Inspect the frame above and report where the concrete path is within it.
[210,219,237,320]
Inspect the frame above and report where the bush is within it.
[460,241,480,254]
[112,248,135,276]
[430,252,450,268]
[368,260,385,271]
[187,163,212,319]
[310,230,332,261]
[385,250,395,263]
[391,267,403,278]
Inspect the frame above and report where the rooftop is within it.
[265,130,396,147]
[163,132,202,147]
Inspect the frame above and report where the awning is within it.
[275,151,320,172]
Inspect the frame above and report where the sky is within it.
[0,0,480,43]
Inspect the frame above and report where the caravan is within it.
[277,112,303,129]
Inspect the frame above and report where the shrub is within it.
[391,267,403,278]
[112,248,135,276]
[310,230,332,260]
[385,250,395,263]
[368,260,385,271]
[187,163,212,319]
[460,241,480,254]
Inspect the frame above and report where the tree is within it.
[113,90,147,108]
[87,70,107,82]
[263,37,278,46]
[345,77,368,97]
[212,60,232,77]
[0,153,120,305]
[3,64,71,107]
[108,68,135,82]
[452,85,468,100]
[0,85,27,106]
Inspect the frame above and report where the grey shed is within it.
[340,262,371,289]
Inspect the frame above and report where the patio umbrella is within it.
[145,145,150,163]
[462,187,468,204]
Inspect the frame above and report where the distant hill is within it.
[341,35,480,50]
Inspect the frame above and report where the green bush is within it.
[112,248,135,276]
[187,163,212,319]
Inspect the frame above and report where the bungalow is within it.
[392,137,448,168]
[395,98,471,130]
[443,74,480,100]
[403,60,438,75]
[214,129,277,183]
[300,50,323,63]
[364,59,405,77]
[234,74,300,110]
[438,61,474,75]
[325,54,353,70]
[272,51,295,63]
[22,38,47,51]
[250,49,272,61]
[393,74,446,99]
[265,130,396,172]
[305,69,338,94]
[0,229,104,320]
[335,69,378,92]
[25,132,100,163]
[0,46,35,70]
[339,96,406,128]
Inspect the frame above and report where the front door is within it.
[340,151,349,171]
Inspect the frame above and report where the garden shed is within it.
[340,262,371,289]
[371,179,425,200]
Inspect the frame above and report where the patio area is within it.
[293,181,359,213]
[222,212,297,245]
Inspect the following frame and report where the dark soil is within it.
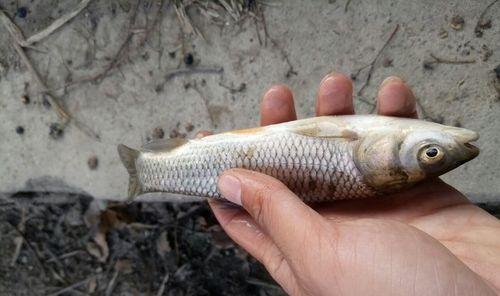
[0,196,283,295]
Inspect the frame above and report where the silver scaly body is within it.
[137,131,376,201]
[118,115,479,202]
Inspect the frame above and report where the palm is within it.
[207,74,500,291]
[315,180,500,287]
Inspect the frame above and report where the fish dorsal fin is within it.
[290,121,358,141]
[142,138,188,151]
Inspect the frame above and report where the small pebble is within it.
[186,123,194,133]
[16,126,24,135]
[493,65,500,80]
[21,95,30,105]
[16,6,28,18]
[438,29,448,39]
[153,127,165,139]
[42,97,51,109]
[49,122,64,140]
[87,155,99,170]
[184,52,194,66]
[382,58,392,68]
[450,15,465,31]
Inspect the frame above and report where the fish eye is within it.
[425,147,439,158]
[418,145,445,164]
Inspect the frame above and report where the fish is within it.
[118,115,479,202]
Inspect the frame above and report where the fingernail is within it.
[380,76,404,88]
[218,175,241,206]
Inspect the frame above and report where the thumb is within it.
[218,169,325,258]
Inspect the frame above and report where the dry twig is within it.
[474,0,498,37]
[424,53,476,68]
[48,275,95,296]
[0,10,71,125]
[19,0,91,47]
[156,272,170,296]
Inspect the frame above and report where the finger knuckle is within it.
[251,184,285,223]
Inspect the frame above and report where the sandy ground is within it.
[0,0,500,295]
[0,1,500,201]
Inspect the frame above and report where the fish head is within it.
[355,123,479,192]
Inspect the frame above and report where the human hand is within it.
[204,74,500,295]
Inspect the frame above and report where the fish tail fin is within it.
[118,144,142,201]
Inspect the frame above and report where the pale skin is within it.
[201,73,500,295]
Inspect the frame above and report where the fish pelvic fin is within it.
[118,144,142,201]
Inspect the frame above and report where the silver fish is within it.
[118,115,479,202]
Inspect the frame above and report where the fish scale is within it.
[137,132,376,201]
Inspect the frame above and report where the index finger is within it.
[218,169,326,258]
[377,76,418,118]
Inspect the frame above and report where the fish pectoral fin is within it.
[142,138,188,151]
[291,123,358,141]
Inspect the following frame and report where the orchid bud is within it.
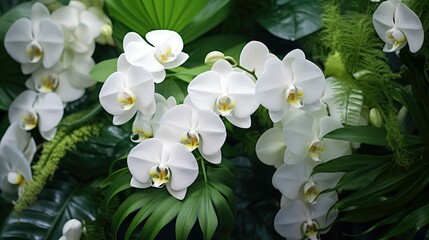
[204,51,225,66]
[369,108,383,127]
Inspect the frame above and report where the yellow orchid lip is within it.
[117,89,137,110]
[21,111,38,131]
[215,95,235,116]
[25,42,43,63]
[180,131,200,151]
[149,164,171,188]
[285,85,304,108]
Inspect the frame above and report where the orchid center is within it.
[7,172,25,185]
[21,111,38,131]
[303,180,320,203]
[215,95,235,117]
[25,42,43,63]
[180,131,200,151]
[149,164,171,188]
[308,139,324,162]
[36,74,59,93]
[386,27,406,48]
[117,89,137,110]
[155,44,176,63]
[131,124,153,143]
[302,219,320,240]
[285,85,304,108]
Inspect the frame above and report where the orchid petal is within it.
[227,72,259,118]
[34,93,64,132]
[38,20,64,68]
[274,201,310,239]
[167,143,198,191]
[196,109,226,155]
[31,2,51,36]
[113,106,137,125]
[283,112,316,156]
[166,183,187,200]
[8,90,37,126]
[40,127,57,141]
[188,71,221,110]
[125,66,155,108]
[99,72,127,115]
[225,115,252,128]
[162,52,189,69]
[395,3,424,53]
[256,127,286,168]
[240,41,270,76]
[200,149,222,164]
[145,30,183,54]
[255,58,291,111]
[127,138,163,183]
[130,177,151,188]
[123,32,145,49]
[211,59,234,78]
[272,161,312,200]
[4,18,34,64]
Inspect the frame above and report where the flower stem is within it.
[235,64,258,79]
[200,157,207,182]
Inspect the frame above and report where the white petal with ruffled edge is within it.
[127,138,163,184]
[255,58,292,112]
[283,112,316,156]
[256,127,286,168]
[188,71,221,110]
[4,18,33,63]
[34,93,64,132]
[166,143,198,191]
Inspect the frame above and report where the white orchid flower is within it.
[256,49,325,122]
[240,41,276,80]
[283,112,351,164]
[274,195,338,240]
[59,219,83,240]
[4,3,64,74]
[272,159,343,203]
[0,123,36,200]
[25,65,85,103]
[99,54,156,125]
[131,93,177,142]
[52,2,99,54]
[372,0,424,53]
[123,30,189,83]
[161,104,226,164]
[188,60,259,128]
[8,90,64,141]
[127,127,198,200]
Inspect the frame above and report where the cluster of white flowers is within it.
[0,0,113,202]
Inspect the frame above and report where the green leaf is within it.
[61,123,135,180]
[180,0,232,42]
[257,0,322,41]
[106,158,235,239]
[89,58,118,82]
[324,126,387,146]
[0,172,101,239]
[106,0,207,42]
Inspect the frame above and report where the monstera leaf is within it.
[0,172,101,239]
[105,159,235,239]
[257,0,322,41]
[106,0,229,45]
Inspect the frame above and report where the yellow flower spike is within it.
[149,165,171,188]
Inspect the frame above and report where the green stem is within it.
[200,157,207,182]
[235,64,258,79]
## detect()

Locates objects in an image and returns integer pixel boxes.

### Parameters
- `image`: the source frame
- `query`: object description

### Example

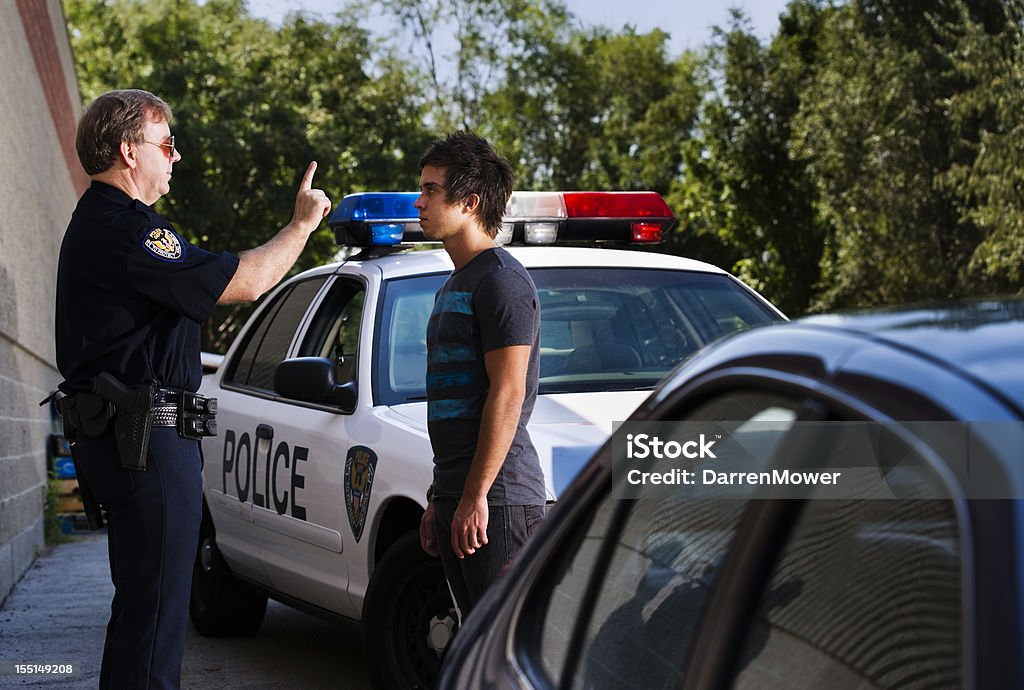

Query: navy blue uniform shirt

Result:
[56,181,239,392]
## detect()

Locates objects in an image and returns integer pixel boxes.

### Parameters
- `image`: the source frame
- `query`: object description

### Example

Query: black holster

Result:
[39,391,106,529]
[92,372,158,470]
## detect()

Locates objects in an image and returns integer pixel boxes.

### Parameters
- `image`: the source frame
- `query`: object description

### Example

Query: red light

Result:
[565,191,675,218]
[633,223,662,243]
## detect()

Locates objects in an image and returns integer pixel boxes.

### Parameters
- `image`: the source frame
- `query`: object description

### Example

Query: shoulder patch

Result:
[344,445,377,543]
[142,227,183,261]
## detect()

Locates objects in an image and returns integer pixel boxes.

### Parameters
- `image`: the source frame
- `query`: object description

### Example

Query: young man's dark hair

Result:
[420,132,515,240]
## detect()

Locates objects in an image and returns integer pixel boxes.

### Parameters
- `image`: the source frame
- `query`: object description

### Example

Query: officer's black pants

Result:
[76,428,203,690]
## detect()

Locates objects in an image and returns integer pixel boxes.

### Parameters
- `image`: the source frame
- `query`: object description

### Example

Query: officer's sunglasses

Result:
[142,134,177,158]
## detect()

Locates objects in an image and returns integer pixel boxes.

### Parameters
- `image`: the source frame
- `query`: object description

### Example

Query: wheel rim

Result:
[391,562,458,687]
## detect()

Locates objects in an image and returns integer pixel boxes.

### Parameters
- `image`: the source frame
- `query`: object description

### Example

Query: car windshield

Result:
[374,267,779,404]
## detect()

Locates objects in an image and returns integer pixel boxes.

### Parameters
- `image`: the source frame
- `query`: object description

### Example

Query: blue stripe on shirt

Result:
[427,399,479,422]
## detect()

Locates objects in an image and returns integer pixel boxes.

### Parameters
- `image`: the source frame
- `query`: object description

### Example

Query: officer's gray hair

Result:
[75,89,171,175]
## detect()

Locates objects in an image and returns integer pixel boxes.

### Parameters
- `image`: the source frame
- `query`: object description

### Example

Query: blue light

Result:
[328,191,420,247]
[370,223,406,247]
[330,191,420,225]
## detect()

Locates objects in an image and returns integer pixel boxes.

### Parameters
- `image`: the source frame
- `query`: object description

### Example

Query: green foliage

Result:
[944,0,1024,294]
[671,2,828,313]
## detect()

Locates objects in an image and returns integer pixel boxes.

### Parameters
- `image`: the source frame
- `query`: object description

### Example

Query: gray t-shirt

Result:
[427,248,545,506]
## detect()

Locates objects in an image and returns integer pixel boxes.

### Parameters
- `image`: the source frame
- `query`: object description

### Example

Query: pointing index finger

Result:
[299,161,316,191]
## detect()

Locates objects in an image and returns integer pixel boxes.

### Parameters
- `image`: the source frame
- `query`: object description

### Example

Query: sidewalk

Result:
[0,532,370,690]
[0,533,114,688]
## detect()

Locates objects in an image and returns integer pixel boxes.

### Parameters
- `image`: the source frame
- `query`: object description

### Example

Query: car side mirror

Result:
[273,357,357,413]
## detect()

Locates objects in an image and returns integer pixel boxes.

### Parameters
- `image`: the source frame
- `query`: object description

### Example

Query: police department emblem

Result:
[345,445,377,543]
[142,227,181,261]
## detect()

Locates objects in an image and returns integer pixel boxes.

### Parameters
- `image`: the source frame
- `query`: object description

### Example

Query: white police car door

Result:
[252,276,372,615]
[202,275,328,583]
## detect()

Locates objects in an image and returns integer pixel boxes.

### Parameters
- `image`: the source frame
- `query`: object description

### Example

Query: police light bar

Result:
[328,191,676,247]
[499,191,676,245]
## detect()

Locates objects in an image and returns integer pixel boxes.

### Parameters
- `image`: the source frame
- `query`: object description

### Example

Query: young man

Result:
[56,89,331,690]
[416,132,546,616]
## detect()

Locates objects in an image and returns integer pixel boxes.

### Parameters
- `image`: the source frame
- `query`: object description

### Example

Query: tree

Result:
[671,1,830,314]
[942,0,1024,294]
[795,0,991,309]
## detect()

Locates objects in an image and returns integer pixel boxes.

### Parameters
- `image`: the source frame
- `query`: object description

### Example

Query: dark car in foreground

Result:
[439,301,1024,690]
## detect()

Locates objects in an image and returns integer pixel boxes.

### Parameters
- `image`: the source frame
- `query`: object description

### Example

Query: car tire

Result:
[188,506,266,637]
[362,531,459,690]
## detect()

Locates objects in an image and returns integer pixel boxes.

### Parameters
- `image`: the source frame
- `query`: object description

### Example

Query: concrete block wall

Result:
[0,0,88,601]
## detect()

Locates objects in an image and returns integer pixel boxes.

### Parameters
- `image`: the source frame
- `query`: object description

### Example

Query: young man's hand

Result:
[452,494,489,558]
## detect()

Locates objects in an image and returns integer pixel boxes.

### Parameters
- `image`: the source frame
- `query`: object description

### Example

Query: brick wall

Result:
[0,0,87,600]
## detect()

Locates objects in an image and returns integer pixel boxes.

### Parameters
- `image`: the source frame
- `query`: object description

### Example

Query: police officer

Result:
[56,89,331,690]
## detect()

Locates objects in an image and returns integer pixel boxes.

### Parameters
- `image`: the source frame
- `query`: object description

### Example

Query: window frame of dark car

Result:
[513,370,973,688]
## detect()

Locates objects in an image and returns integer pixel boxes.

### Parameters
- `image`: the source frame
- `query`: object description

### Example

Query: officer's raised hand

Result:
[217,161,331,304]
[292,161,331,232]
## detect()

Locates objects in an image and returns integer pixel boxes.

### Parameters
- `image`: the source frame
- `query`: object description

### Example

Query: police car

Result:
[191,192,783,688]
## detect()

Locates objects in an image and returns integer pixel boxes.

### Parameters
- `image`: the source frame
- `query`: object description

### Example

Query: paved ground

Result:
[0,533,370,690]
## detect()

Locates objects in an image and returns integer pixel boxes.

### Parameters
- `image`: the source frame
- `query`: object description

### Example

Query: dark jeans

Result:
[433,499,545,619]
[75,428,203,690]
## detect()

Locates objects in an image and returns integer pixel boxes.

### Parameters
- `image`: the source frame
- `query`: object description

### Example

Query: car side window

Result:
[527,391,798,690]
[299,278,367,383]
[733,429,964,689]
[224,277,327,393]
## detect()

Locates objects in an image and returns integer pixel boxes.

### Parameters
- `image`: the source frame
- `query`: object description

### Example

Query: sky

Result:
[249,0,786,54]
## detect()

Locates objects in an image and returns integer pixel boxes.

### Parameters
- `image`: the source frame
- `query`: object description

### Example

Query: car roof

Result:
[795,299,1024,408]
[310,247,726,279]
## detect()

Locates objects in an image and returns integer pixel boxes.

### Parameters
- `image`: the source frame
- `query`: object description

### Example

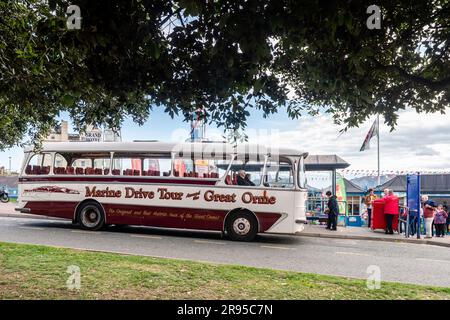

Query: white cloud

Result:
[250,110,450,170]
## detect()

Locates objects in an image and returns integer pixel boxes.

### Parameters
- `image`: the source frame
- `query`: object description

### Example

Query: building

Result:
[43,120,121,142]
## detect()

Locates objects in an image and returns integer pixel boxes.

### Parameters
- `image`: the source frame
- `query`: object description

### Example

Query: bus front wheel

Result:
[225,211,258,241]
[77,202,105,231]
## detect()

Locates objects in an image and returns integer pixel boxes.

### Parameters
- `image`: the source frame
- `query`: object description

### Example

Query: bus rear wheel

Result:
[225,211,258,241]
[77,201,105,231]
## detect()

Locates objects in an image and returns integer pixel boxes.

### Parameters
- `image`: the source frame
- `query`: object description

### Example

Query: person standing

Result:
[383,189,398,234]
[422,195,436,238]
[434,204,448,237]
[364,188,378,228]
[326,191,339,231]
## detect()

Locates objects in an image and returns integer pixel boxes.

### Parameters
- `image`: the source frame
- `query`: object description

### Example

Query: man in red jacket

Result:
[383,189,398,234]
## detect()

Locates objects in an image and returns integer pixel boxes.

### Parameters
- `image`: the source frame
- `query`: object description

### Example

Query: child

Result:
[434,204,448,237]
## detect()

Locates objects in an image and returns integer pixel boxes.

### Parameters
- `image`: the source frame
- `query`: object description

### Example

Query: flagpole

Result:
[377,114,381,185]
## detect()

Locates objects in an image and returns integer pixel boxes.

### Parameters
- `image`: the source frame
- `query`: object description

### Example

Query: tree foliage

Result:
[0,0,450,149]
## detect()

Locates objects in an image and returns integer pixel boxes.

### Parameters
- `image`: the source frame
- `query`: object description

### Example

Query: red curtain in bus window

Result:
[131,159,142,172]
[174,160,186,177]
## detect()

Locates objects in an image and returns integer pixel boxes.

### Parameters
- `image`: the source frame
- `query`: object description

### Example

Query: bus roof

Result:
[24,141,308,157]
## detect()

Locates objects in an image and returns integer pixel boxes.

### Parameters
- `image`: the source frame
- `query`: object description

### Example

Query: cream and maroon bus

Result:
[16,141,307,241]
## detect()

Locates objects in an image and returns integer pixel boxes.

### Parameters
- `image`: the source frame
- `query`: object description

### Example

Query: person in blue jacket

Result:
[325,191,339,231]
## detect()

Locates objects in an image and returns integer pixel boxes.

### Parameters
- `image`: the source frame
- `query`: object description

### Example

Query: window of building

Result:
[25,153,52,175]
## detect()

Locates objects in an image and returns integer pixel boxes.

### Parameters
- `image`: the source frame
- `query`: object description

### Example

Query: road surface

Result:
[0,217,450,287]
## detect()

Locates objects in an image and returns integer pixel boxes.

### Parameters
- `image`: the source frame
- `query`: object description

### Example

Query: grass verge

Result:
[0,243,450,299]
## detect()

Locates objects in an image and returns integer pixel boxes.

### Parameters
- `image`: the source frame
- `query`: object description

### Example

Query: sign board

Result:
[406,174,420,238]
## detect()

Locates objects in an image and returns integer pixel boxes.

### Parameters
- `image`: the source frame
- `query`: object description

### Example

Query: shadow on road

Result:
[17,220,304,245]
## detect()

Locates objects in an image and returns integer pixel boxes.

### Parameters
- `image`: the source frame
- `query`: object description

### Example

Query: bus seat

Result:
[53,167,66,174]
[31,166,41,174]
[123,169,133,176]
[66,167,75,174]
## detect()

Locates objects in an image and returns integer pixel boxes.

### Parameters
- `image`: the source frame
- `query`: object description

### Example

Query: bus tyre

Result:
[225,211,258,241]
[77,201,105,231]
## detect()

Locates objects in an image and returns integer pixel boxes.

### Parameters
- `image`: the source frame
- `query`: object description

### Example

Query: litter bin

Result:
[370,199,398,231]
[370,199,386,230]
[346,216,362,227]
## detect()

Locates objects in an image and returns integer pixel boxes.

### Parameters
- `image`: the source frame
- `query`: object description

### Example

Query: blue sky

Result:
[0,108,450,174]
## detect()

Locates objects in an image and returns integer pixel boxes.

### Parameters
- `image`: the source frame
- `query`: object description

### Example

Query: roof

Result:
[305,154,350,171]
[325,178,366,193]
[379,174,450,193]
[25,141,308,157]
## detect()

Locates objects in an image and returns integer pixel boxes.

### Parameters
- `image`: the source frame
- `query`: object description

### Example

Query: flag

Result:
[359,118,378,151]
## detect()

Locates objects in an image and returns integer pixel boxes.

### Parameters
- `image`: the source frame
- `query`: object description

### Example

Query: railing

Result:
[397,206,411,238]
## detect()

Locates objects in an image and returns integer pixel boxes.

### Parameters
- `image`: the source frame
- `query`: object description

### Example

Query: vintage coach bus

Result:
[16,142,307,241]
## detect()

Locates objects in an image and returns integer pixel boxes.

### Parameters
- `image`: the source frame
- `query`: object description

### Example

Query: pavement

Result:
[0,201,450,287]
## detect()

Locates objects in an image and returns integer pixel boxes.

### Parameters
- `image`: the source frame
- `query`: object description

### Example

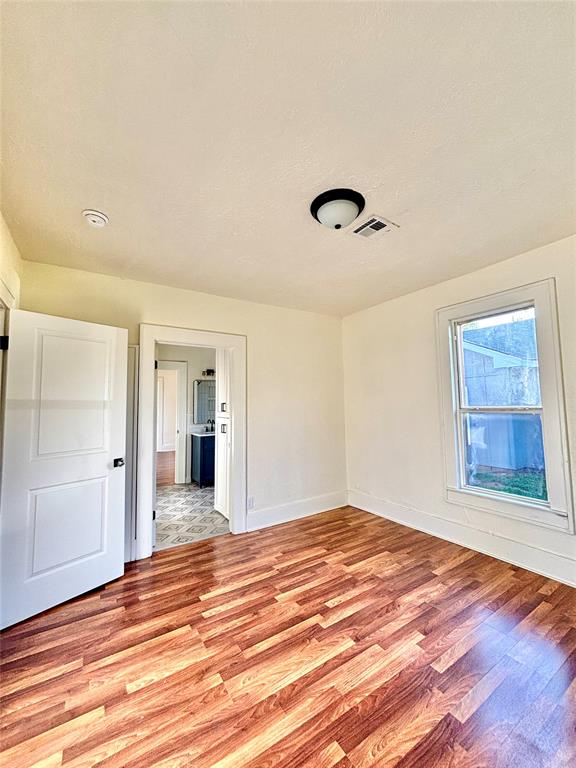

* * * *

Problem description.
Copy the data verbatim, from the line containing "Inspect the frame above and report where the silver fish" through the line containing "[377,76,418,118]", both lines included.

Expected answer.
Inspect the frame above and report where the silver fish is within it.
[118,115,479,202]
Inspect the frame above and report where the fish scale is within it.
[137,132,376,201]
Inspect the frame above and report where the index finger is within it.
[218,169,326,258]
[377,76,418,118]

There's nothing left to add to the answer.